*** Exercise materials ***

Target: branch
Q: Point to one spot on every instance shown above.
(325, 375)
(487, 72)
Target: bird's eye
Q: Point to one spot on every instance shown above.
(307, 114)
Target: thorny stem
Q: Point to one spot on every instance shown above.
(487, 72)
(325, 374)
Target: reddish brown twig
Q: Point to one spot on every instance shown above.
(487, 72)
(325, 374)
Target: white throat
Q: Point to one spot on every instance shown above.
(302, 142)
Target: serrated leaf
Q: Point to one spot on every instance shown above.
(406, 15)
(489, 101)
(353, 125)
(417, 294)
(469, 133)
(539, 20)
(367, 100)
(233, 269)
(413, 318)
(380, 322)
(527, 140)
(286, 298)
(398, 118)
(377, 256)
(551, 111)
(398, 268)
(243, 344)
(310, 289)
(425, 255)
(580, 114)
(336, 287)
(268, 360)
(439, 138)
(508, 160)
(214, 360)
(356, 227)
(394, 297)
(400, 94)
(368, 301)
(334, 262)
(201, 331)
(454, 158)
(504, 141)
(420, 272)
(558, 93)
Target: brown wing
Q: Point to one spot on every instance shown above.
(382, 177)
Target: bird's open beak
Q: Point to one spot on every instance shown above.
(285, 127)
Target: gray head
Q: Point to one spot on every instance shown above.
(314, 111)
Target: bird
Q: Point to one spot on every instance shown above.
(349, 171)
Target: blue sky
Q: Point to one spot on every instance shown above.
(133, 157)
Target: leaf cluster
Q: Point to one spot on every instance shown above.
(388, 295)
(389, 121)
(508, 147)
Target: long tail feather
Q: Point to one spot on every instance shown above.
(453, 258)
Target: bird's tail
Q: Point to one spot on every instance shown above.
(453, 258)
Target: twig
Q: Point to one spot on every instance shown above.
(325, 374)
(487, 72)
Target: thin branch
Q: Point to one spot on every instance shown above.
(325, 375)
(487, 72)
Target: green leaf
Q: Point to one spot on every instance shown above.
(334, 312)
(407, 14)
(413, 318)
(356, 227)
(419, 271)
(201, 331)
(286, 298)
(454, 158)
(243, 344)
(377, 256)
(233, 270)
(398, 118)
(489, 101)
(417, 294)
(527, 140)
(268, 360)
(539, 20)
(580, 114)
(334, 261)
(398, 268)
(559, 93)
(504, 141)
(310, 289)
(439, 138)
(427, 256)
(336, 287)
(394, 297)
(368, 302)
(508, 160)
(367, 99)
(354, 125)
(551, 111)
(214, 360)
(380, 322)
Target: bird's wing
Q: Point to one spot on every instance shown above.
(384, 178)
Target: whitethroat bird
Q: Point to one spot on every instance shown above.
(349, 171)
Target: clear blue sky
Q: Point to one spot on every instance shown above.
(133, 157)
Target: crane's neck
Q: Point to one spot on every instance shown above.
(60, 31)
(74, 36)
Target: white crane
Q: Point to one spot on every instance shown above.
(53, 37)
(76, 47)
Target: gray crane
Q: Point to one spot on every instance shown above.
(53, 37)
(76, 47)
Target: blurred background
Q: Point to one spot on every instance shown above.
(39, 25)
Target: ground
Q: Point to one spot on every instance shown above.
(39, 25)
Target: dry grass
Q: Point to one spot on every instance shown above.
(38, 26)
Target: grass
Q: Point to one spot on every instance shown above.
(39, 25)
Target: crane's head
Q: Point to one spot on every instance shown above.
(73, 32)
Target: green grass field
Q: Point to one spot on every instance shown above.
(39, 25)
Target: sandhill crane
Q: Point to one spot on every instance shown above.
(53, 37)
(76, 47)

*** End of Exercise materials ***

■ Exercise prompt ■
If the word "crane" appears in a line above, copy that line.

■ Written response ■
Target: crane's neck
Target: white crane
Target: gray crane
Target: crane's head
Target: sandhill crane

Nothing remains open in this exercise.